Texto:
Há 30 anos, Portugal encontrava-se a atravessar o segundo período de crescimento mais rápido do século XX. A entrada nas então chamadas Comunidades Europeias em Janeiro de 1986 tinha, de par com a conjuntura internacional favorável que então se vivia, proporcionado ao País um período de elevado crescimento real do Produto, reflectindo em larga medida os efeitos da abertura comercial e da livre circulação de factores produtivos, assim como da liberalização financeira entretanto ocorrida. Nesse período, o País convergiu fortemente em termos reais com os demais países da União Europeia, reformou-se a tributação e criaram-se novas e mais robustas instituições de regulação nos mercados relevantes. Ao mesmo tempo, deu-se início, após a revisão constitucional de 1989, à privatização de muitas empresas que tinham passado para a esfera pública em 1974 e 1975. Mesmo a crise de 1993 não deixou marcas significativas, estando o País já em plena recuperação aquando das legislativas de 1995 que, com a mudança de governo, levaram a alguma reorientação da política. De qualquer modo, havia equilíbrio das contas externas e as contas públicas voltavam à trajectória de melhoria que permitiu, já no final da década, a adesão ao euro, após mais de meia década no mecanismo de taxas de juro do sistema monetário europeu (precursor do euro).

Exercício breve A:
Passe para inglês a seguinte frase do texto sobre a economia portuguesa: "Ao mesmo tempo, deu-se início, após a revisão constitucional de 1989, à privatização de muitas empresas que tinham passado para a esfera pública em 1974 e 1975."

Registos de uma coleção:
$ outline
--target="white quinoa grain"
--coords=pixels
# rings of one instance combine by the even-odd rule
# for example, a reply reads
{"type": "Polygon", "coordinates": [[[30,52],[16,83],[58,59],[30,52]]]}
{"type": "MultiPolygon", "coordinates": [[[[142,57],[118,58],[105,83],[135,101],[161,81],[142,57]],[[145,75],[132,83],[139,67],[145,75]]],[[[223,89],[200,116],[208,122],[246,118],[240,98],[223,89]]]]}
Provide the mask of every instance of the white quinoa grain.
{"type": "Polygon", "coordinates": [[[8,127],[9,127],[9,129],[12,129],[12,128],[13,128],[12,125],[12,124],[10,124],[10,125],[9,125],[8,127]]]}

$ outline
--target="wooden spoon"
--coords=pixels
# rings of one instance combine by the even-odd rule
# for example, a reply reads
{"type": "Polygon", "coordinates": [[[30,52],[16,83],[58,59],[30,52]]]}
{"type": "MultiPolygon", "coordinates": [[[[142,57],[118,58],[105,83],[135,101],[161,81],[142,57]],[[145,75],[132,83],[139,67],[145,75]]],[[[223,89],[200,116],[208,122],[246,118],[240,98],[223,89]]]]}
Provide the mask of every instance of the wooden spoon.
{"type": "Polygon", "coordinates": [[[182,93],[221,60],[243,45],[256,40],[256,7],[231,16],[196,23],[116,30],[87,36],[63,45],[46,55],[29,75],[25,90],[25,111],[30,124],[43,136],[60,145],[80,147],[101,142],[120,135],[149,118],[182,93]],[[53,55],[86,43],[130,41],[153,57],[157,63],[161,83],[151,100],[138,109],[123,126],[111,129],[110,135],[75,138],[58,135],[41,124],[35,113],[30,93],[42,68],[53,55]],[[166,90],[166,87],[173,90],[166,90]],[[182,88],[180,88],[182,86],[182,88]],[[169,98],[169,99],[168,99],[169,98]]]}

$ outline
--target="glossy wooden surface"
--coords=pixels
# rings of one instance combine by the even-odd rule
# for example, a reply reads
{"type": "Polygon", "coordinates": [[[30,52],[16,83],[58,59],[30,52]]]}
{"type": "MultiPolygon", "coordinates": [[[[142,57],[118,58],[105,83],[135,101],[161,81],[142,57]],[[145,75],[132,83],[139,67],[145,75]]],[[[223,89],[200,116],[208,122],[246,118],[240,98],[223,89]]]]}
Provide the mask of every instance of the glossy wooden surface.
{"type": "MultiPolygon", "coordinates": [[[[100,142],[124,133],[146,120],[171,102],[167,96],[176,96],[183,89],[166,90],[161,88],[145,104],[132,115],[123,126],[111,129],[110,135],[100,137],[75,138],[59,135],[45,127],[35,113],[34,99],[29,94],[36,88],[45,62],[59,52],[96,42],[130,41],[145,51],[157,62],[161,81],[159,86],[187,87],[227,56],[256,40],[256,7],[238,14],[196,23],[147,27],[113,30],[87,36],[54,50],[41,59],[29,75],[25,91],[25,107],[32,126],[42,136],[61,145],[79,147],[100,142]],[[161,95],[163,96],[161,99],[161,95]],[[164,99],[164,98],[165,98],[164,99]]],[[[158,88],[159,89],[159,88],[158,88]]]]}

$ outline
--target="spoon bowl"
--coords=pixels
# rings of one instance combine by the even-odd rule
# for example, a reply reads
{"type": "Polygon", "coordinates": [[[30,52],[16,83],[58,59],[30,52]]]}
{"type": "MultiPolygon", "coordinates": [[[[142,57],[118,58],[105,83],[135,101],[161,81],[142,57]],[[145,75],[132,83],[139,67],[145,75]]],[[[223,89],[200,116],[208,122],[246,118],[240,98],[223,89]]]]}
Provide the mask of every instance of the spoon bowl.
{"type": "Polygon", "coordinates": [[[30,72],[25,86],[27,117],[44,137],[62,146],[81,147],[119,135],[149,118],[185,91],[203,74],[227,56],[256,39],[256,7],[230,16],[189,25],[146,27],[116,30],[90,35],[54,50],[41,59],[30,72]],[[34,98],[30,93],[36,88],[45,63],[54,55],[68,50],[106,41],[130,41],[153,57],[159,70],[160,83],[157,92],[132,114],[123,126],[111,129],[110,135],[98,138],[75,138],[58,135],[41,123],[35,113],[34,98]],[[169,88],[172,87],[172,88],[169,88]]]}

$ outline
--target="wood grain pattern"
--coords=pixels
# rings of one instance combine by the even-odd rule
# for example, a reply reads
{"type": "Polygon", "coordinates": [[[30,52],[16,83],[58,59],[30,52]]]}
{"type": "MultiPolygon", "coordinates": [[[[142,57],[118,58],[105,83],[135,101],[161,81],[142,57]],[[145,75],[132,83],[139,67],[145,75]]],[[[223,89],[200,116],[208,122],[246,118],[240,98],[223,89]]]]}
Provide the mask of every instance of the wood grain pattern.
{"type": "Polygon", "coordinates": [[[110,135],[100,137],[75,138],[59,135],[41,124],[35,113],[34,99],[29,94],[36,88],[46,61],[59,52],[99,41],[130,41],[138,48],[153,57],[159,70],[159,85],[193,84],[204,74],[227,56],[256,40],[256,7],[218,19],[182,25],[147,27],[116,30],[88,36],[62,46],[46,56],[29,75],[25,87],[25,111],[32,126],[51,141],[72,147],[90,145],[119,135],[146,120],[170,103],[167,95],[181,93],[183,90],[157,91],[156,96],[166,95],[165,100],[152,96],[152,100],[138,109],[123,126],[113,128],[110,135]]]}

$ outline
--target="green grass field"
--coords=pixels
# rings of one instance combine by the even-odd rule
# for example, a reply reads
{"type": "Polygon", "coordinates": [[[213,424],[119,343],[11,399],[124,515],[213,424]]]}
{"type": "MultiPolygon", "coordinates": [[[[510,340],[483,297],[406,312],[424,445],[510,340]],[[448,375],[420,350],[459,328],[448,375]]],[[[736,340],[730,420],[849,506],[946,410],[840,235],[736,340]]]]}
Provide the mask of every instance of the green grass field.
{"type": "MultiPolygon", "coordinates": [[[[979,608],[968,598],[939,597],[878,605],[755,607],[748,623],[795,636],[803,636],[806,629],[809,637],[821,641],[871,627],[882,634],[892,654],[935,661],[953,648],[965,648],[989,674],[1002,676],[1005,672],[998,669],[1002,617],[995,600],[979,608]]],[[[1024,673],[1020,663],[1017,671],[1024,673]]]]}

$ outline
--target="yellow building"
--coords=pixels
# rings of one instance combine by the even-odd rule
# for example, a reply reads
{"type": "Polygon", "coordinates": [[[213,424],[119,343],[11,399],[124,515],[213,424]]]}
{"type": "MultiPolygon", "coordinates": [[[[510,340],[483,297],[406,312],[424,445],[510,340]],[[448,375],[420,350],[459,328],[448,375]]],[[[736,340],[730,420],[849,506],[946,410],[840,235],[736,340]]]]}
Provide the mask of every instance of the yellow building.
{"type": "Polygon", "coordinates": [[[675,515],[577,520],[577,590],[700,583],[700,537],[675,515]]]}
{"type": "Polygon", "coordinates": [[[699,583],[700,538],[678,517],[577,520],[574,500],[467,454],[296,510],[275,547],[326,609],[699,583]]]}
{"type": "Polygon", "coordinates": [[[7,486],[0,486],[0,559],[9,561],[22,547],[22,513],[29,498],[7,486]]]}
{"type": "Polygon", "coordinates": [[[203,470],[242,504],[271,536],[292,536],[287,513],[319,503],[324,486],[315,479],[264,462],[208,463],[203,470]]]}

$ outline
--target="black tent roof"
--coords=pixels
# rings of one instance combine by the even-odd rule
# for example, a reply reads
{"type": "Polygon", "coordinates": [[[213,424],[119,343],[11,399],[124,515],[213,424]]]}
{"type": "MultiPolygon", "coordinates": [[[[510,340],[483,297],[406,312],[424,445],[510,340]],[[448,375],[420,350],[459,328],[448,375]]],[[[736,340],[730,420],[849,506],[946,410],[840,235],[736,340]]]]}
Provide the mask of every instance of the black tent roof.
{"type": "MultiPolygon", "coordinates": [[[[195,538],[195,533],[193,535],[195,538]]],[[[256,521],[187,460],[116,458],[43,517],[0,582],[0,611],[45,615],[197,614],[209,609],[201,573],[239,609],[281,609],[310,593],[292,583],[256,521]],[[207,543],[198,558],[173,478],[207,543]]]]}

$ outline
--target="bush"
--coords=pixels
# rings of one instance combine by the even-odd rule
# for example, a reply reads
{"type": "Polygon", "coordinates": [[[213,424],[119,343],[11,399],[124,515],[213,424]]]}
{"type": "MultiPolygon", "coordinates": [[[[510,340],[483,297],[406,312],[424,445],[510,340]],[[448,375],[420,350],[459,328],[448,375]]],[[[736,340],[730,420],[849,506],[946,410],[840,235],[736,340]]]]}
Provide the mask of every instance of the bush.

Exercício breve B:
Conte as linhas das entradas que contêm a palavra "Provide" e indique apenas esse número.

Resposta escrita A:
At the same time, following the 1989 constitutional revision, the privatization began of many companies that had passed into the public sphere in 1974 and 1975.

Resposta escrita B:
9